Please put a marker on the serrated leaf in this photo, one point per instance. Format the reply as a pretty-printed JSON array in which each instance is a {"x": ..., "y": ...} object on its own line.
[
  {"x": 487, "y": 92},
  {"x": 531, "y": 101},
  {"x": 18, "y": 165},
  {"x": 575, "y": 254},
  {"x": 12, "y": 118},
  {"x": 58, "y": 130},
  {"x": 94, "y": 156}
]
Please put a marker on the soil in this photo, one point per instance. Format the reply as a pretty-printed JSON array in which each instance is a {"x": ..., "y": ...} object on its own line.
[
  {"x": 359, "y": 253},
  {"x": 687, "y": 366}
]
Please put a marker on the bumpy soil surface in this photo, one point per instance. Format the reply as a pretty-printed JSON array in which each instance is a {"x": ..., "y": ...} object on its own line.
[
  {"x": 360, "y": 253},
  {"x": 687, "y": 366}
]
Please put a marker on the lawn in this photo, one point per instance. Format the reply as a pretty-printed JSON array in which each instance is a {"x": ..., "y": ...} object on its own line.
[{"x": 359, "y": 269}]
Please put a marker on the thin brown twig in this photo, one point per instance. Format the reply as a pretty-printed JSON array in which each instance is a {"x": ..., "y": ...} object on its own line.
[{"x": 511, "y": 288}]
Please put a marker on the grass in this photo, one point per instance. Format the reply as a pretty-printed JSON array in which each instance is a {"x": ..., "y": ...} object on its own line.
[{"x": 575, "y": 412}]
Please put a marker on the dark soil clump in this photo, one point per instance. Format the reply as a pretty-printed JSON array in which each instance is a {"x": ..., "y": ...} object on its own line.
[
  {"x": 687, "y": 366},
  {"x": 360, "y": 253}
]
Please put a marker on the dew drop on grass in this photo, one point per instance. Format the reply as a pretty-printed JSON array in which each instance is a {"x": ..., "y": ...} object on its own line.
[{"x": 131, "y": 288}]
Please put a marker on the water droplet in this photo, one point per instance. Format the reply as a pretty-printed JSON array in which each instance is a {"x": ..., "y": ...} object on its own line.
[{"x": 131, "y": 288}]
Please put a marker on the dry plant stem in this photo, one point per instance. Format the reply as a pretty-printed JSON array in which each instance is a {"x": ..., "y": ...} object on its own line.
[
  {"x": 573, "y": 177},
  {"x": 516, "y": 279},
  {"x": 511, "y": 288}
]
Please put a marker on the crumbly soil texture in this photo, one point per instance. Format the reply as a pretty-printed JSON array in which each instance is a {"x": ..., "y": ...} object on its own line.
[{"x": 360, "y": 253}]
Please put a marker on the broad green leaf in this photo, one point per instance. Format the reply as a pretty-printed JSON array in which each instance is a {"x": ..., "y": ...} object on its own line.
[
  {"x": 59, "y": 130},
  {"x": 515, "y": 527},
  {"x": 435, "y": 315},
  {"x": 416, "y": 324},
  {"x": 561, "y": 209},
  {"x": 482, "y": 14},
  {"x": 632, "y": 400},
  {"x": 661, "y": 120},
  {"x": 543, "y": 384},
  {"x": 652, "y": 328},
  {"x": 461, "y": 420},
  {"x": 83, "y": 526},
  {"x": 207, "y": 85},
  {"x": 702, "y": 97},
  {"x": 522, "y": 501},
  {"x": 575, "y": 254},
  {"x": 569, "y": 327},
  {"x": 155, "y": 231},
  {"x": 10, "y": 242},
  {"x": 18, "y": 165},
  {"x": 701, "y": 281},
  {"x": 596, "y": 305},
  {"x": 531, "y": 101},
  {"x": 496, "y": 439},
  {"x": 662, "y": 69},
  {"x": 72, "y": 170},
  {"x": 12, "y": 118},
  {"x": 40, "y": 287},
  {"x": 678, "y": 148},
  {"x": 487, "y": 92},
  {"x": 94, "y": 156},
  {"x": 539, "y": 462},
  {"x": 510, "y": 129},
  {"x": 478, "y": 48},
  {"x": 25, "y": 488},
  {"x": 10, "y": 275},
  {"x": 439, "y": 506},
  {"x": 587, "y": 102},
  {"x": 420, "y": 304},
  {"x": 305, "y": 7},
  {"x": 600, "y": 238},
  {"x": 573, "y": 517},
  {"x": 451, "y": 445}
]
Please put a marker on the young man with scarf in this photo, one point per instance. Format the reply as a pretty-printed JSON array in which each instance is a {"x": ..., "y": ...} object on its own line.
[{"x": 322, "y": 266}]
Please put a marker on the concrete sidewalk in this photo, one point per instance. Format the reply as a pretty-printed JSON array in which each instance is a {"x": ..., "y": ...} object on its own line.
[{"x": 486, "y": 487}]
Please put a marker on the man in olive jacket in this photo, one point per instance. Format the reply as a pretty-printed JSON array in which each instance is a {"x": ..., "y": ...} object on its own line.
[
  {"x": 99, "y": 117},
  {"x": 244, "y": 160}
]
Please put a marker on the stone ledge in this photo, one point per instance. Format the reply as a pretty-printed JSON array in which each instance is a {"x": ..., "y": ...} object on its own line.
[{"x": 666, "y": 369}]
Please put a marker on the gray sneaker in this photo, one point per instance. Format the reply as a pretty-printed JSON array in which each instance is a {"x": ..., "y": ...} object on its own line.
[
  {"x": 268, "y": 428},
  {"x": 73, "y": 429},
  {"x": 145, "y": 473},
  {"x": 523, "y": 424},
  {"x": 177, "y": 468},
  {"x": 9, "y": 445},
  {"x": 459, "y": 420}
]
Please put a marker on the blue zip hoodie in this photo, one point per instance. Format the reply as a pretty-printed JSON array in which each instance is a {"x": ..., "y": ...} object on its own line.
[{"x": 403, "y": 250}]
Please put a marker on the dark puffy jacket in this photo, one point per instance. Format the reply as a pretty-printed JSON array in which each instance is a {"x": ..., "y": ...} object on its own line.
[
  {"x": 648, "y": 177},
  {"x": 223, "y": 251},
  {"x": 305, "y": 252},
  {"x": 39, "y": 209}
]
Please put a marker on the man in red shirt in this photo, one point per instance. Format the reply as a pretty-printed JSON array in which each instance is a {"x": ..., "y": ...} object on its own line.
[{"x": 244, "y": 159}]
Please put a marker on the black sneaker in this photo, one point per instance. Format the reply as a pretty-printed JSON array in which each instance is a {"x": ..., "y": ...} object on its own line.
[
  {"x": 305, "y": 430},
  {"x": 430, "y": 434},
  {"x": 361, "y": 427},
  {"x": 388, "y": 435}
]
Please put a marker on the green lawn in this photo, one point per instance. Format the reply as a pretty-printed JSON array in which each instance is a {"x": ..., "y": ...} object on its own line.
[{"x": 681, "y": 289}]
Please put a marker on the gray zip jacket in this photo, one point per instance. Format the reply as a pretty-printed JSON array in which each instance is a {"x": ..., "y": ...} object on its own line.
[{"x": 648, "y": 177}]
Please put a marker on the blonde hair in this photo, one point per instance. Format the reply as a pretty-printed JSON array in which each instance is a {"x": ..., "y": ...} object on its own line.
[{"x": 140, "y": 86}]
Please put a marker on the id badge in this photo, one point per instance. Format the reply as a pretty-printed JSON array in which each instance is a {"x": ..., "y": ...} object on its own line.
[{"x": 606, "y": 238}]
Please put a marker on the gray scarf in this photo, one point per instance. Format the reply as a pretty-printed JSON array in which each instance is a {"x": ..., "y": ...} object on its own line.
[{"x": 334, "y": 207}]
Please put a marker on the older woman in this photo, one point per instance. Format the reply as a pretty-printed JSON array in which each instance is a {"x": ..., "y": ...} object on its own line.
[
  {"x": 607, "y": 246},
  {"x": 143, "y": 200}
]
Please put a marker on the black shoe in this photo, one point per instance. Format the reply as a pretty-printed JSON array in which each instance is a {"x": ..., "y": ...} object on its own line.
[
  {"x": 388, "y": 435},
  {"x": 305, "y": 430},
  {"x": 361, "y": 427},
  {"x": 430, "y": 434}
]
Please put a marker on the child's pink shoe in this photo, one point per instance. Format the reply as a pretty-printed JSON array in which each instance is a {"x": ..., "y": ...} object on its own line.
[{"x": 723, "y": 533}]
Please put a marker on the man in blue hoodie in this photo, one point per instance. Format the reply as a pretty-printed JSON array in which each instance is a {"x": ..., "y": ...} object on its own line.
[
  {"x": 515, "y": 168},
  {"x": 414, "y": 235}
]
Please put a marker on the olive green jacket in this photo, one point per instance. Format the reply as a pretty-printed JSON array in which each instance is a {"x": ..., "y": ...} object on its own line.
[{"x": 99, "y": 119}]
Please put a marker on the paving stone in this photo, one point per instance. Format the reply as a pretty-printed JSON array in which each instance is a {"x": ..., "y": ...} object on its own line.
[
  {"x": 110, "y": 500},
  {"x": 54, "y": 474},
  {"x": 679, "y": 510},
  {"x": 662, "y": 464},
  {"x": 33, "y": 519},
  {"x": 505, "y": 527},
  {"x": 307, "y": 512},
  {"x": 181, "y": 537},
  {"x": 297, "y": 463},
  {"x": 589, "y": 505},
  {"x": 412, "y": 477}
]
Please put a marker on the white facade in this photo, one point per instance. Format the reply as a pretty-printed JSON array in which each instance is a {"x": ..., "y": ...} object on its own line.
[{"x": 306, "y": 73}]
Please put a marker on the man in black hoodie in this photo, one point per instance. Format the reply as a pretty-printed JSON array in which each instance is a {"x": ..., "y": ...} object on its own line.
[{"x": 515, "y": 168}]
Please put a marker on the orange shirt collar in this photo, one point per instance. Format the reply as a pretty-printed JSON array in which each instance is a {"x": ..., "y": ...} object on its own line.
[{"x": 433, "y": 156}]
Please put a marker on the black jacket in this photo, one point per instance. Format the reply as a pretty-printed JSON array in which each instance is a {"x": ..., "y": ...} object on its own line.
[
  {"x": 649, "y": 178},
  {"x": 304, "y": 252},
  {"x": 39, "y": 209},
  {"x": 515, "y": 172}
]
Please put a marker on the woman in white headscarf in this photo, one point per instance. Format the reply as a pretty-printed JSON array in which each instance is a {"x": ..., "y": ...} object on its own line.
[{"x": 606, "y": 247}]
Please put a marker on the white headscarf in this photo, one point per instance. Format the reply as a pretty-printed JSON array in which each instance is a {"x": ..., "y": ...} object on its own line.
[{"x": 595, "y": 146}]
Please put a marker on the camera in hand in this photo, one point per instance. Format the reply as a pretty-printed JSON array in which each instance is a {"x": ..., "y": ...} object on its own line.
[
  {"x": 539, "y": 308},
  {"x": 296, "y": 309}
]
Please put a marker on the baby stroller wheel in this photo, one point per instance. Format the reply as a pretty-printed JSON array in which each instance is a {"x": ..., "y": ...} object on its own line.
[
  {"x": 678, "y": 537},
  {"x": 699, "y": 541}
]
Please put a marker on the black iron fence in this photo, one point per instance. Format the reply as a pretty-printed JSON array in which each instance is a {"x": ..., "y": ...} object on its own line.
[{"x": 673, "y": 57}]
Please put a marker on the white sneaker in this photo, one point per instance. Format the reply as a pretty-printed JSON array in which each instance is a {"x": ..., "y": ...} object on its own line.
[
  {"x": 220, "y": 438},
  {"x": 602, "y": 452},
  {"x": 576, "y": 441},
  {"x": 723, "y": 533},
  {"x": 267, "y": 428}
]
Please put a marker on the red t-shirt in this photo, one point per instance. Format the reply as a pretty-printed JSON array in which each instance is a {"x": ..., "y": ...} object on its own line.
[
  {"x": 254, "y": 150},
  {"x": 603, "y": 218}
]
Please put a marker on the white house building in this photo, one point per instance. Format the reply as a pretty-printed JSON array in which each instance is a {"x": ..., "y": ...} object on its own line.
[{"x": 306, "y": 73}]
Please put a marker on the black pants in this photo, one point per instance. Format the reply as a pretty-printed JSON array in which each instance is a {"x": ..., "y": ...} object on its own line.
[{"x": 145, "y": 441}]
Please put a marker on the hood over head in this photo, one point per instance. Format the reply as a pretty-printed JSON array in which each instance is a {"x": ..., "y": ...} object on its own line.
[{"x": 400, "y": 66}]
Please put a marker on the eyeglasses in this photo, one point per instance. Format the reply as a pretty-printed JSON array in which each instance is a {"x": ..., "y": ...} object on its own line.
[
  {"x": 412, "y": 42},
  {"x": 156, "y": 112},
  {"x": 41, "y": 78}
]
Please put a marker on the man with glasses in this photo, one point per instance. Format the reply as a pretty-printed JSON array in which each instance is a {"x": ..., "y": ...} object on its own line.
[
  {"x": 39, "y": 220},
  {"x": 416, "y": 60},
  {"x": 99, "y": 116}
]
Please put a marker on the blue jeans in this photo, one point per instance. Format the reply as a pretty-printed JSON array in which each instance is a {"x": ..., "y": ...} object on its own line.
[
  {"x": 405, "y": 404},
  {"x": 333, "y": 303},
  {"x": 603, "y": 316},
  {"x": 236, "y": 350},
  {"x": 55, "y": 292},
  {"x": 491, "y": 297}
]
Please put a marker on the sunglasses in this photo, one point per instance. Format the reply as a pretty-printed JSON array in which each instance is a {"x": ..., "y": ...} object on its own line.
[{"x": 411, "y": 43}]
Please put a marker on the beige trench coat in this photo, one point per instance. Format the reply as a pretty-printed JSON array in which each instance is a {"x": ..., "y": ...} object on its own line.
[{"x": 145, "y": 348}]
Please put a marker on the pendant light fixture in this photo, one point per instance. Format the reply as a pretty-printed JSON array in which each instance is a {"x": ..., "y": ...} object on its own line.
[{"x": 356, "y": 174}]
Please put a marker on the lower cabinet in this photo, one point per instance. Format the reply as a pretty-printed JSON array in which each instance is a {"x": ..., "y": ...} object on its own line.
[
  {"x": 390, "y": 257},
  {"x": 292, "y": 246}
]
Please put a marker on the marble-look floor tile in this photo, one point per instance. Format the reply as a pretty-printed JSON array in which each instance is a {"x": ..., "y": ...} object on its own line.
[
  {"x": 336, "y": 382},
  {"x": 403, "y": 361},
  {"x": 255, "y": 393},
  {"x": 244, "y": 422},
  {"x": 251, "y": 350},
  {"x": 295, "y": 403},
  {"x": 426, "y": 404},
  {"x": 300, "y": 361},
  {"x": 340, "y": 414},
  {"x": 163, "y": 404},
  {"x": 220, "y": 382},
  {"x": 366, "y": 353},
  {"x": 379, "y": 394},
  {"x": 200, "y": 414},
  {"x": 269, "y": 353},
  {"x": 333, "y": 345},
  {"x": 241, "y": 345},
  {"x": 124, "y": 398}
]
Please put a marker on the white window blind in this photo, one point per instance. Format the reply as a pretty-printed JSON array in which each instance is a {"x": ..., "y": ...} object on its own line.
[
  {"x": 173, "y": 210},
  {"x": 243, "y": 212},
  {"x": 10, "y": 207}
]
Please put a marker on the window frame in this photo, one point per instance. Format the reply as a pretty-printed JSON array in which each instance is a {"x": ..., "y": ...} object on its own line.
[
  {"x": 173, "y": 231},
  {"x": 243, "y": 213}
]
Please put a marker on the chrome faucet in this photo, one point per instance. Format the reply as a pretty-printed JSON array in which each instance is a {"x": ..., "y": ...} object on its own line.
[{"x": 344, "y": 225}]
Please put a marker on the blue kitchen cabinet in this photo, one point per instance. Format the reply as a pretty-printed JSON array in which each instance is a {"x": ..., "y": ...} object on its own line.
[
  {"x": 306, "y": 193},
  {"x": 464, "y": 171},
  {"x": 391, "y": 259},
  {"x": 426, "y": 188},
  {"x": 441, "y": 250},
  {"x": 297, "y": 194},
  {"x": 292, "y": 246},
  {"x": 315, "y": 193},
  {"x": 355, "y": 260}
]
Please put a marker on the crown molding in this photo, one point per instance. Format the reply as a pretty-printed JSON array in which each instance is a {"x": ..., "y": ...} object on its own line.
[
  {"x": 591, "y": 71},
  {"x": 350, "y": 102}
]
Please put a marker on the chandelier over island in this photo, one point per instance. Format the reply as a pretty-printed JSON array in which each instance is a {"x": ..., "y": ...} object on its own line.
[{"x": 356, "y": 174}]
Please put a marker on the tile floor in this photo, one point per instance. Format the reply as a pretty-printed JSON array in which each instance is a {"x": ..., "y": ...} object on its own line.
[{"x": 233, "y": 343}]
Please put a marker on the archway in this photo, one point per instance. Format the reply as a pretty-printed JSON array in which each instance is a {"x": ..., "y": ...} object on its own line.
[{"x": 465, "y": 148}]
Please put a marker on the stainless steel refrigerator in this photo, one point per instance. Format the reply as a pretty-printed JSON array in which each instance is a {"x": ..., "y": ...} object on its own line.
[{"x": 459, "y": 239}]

• **ACTIVITY**: With the line containing "Please put a marker on the crown" as the first, output each line through the final line of the entries above, exactly.

• **TASK OUTPUT**:
Please put a marker on the crown molding in this photo, one point per instance. Format the reply as a pretty-printed JSON array in which each instance is a {"x": ..., "y": ...} object on its own line.
[
  {"x": 591, "y": 71},
  {"x": 350, "y": 102}
]
Please put a marker on the chandelier over island in this photo, one point per instance. Format the reply as a pretty-printed JSON array in which each instance is a {"x": ..., "y": ...} object on its own line.
[{"x": 356, "y": 174}]
Please put a marker on the tile floor in this photo, one point per instance. Format the reply as a pretty-printed JSON array in which each instance is a {"x": ..., "y": ...} object on its own line.
[{"x": 233, "y": 343}]
Please put a marker on the archway in this photo, one point per instance. Format the reply as a pretty-printed JSON array in which each instance is a {"x": ..., "y": ...} object on its own line.
[{"x": 465, "y": 148}]
Please put a marker on the stainless steel refrigerator in this photo, one point per instance. Format the reply as a pretty-printed JSON array in which each instance is a {"x": ..., "y": ...} object on its own line.
[{"x": 459, "y": 239}]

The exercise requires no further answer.